▶ RECORD EXTRACTS:
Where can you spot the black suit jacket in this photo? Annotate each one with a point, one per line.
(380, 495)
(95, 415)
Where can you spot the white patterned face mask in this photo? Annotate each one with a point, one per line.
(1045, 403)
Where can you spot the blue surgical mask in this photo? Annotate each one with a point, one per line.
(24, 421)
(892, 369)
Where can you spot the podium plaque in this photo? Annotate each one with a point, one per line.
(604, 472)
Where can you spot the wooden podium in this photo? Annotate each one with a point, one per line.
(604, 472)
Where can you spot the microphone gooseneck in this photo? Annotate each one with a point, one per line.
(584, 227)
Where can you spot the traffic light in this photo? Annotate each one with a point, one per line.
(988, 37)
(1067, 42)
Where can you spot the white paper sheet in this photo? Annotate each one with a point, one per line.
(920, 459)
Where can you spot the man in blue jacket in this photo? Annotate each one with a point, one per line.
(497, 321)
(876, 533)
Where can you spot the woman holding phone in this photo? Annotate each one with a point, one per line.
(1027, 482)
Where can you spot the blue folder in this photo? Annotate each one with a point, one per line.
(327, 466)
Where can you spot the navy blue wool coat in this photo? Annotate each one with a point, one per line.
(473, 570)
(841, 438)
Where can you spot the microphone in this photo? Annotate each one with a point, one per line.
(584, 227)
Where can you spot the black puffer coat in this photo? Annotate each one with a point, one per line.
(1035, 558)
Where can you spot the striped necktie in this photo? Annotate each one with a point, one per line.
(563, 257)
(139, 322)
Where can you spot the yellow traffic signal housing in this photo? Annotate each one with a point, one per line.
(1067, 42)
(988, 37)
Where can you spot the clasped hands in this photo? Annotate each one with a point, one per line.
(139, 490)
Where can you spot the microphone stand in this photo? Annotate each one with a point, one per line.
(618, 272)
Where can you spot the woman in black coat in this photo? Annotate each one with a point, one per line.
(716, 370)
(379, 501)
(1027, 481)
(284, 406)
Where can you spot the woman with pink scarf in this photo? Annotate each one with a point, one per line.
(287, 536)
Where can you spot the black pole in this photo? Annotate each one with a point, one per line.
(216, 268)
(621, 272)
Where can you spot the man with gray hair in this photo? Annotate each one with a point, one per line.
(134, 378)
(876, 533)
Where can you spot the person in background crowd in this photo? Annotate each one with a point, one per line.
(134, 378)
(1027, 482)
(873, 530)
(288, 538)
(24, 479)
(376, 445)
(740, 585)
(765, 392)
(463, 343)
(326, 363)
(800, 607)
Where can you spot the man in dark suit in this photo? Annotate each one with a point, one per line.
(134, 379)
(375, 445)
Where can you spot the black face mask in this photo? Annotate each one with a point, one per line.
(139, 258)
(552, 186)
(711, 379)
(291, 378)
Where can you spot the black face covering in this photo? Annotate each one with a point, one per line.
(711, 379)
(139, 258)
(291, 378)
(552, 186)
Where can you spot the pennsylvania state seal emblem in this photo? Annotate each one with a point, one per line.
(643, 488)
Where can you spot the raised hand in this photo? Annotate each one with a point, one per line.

▶ REQUIREMENTS: Give back the lines above exactly, from the one with "Where can you spot the man in dark" through the last line.

▶ OUTPUT OF THE TASK:
Where can you spot the man in dark suit in this photo? Annotate each one with a point, one per line.
(134, 379)
(375, 445)
Where can you spot the black face mask in this photo? Annotate each one with a point, one per line.
(139, 258)
(552, 186)
(711, 379)
(291, 378)
Where can you spot the black face covering in this photo? Annotate each one with a point, one per line.
(711, 379)
(139, 258)
(291, 378)
(552, 186)
Where can you spot the pennsylvania state seal emblem in this photo? Annotate each one with a point, one per line.
(643, 488)
Where can you spot the raised hand in this photo? Annotate each one with a point, one per line.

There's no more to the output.